— start RAW RECORDS —

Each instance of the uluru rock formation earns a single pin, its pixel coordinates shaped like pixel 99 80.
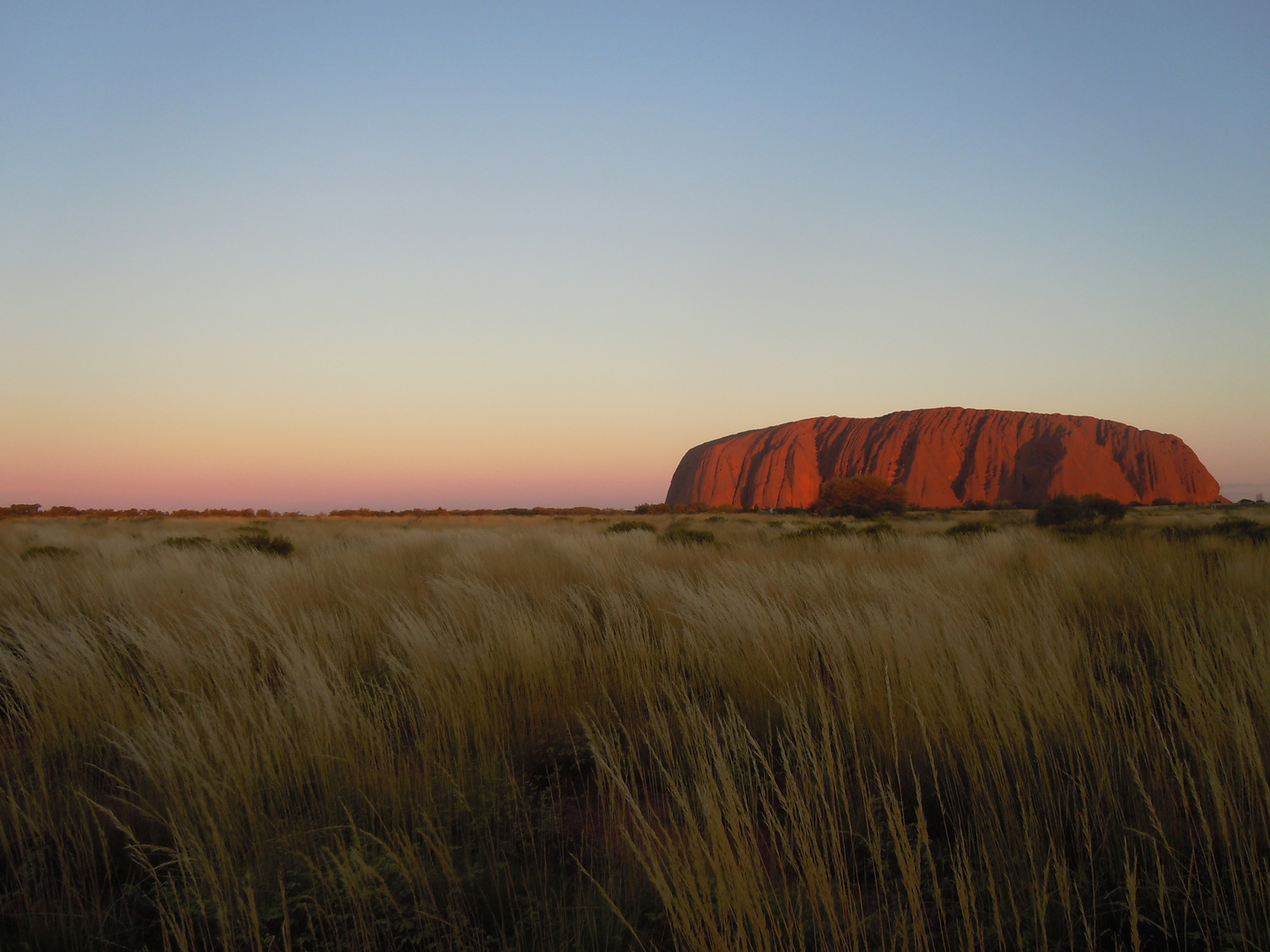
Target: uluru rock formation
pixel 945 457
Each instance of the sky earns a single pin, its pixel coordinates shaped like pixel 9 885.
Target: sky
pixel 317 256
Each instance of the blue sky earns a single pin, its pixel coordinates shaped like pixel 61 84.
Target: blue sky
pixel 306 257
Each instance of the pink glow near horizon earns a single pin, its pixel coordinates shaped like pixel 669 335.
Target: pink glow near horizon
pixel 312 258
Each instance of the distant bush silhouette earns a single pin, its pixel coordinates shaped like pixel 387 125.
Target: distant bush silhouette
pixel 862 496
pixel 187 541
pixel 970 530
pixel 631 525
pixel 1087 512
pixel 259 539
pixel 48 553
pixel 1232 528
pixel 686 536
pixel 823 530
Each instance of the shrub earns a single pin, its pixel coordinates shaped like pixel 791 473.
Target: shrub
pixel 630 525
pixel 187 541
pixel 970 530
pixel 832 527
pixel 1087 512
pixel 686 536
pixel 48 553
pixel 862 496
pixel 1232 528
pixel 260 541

— end RAW RECORDS —

__WHAT IS EXPECTED__
Rewrite everything from the line containing "Each instance of the distant" down to the end of the records, replacing "single pin" with "lone pin" and leaving everything else unchanged.

__THE SOLUTION__
Each instance of the distant bush silhouette earns a lone pin, its pixel coordinates shaped like pixel 387 125.
Target: distant bush silhouette
pixel 862 496
pixel 187 541
pixel 970 530
pixel 631 525
pixel 1087 512
pixel 259 539
pixel 48 553
pixel 1232 528
pixel 686 536
pixel 823 530
Each instance of the shrub earns a lone pin, its pixel coordinates shaped like pixel 791 473.
Target: shrub
pixel 630 525
pixel 187 541
pixel 970 530
pixel 832 527
pixel 1087 512
pixel 686 536
pixel 48 553
pixel 862 496
pixel 1232 528
pixel 260 541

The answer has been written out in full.